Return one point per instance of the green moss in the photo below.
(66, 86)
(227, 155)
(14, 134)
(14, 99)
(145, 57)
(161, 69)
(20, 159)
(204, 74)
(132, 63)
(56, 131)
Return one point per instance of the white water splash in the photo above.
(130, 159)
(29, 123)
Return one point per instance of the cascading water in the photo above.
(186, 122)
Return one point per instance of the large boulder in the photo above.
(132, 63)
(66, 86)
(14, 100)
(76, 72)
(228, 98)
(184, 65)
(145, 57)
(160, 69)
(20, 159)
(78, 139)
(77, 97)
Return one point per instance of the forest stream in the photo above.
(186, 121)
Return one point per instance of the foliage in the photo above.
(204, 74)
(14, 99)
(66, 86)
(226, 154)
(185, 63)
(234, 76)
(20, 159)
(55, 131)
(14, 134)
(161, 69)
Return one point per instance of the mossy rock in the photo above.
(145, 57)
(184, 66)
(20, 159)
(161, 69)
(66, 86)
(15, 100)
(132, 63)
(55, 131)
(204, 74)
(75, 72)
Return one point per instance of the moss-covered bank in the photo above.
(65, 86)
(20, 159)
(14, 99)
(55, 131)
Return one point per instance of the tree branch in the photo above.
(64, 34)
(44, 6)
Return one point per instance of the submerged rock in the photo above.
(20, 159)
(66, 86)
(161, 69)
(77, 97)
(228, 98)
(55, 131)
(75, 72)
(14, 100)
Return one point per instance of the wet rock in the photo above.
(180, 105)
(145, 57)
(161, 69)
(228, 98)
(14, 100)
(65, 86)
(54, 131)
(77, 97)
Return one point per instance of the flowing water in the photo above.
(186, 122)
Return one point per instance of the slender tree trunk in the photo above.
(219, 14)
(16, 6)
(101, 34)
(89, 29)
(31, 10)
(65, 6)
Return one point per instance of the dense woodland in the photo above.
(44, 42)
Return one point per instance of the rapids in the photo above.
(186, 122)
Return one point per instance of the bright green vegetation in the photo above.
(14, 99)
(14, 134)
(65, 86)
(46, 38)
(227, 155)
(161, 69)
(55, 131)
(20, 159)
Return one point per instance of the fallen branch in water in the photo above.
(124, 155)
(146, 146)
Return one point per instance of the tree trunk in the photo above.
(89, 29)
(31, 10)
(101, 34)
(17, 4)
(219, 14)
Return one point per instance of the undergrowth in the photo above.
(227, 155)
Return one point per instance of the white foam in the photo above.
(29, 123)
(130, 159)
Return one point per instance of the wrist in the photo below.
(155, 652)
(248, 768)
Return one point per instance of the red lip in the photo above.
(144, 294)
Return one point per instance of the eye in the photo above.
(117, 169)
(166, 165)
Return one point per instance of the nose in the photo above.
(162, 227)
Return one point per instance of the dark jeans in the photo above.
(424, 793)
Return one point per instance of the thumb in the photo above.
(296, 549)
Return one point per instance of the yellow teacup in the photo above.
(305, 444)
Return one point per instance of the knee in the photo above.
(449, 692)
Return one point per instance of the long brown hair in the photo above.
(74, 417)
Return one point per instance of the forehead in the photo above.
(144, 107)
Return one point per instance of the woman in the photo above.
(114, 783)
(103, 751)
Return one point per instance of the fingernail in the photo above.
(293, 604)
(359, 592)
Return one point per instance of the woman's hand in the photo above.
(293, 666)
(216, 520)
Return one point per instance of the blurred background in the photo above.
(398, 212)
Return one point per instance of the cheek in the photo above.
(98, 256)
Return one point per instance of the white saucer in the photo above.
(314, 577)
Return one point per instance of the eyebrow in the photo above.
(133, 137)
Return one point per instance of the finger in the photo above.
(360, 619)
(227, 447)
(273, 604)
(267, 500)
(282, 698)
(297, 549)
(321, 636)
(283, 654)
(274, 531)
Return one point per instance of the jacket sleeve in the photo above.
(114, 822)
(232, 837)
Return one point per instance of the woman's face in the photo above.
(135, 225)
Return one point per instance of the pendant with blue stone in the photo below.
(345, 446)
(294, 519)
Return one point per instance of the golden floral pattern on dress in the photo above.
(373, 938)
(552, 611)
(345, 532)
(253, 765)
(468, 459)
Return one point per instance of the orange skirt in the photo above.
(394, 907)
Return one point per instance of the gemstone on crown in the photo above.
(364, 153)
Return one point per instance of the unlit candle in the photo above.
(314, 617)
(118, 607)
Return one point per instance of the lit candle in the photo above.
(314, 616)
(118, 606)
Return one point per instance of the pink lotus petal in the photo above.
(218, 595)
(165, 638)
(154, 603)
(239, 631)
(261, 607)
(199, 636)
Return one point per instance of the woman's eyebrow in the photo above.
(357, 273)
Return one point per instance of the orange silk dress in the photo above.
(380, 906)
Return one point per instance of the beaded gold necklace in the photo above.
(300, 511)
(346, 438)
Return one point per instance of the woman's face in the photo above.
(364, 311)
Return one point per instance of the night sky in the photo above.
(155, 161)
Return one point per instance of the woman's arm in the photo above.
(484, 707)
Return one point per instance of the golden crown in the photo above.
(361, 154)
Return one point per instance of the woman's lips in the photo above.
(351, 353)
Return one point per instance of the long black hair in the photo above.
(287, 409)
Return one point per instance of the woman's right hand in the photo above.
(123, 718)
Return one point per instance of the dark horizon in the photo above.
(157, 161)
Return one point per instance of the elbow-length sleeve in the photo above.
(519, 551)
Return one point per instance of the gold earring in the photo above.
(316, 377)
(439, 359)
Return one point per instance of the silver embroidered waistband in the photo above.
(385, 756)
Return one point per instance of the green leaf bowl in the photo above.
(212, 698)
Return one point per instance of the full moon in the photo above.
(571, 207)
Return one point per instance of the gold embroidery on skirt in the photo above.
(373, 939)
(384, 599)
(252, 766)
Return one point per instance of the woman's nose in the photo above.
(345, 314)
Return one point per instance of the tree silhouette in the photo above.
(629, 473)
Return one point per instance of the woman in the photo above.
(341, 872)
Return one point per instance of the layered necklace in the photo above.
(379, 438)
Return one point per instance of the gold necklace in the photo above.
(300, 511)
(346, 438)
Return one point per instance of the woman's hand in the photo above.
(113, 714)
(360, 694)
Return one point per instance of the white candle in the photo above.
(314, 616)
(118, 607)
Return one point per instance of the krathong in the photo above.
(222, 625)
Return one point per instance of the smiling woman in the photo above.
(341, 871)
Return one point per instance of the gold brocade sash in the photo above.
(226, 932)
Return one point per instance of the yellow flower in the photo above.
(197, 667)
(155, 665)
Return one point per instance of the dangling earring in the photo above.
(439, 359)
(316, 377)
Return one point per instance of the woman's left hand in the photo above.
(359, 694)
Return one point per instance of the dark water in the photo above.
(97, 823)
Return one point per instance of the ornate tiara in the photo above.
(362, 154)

* * *

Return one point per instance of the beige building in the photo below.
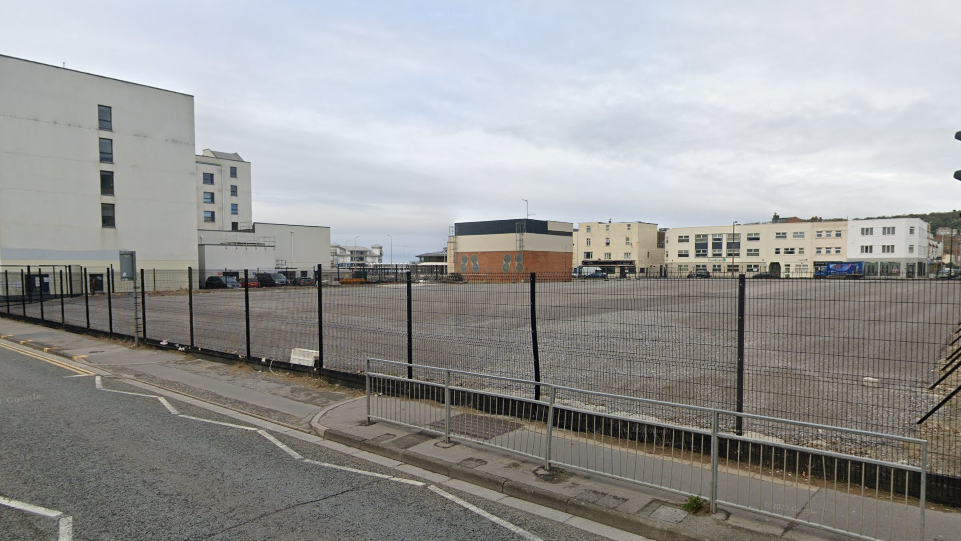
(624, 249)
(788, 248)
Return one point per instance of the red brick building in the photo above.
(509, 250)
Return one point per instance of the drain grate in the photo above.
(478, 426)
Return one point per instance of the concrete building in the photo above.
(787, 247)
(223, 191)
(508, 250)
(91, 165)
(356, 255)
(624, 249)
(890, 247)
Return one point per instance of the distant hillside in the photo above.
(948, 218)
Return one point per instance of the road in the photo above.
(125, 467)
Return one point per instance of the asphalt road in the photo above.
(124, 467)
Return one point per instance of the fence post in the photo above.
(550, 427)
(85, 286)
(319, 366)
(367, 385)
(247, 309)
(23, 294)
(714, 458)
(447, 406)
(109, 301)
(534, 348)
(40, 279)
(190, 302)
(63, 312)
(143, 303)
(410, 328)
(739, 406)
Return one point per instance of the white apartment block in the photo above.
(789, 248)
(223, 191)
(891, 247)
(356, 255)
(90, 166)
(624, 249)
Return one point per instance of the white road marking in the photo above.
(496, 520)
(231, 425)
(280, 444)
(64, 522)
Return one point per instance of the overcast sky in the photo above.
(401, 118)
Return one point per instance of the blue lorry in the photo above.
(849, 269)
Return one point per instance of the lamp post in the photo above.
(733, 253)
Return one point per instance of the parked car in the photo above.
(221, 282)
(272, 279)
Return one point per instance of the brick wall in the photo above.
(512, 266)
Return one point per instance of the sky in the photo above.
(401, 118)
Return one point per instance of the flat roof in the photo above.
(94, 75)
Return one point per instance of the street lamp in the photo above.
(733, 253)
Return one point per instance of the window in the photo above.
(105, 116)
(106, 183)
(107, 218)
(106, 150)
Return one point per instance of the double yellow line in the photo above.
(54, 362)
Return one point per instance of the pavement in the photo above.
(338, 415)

Problem statement -> Find every line in the records above that contains the word "dress", matching case exactly, and copy each of those lines.

Answer to this task ->
Return one point per instance of the golden floral pattern on dress in the photo above.
Return one point per instance of the orange silk dress in the photo above.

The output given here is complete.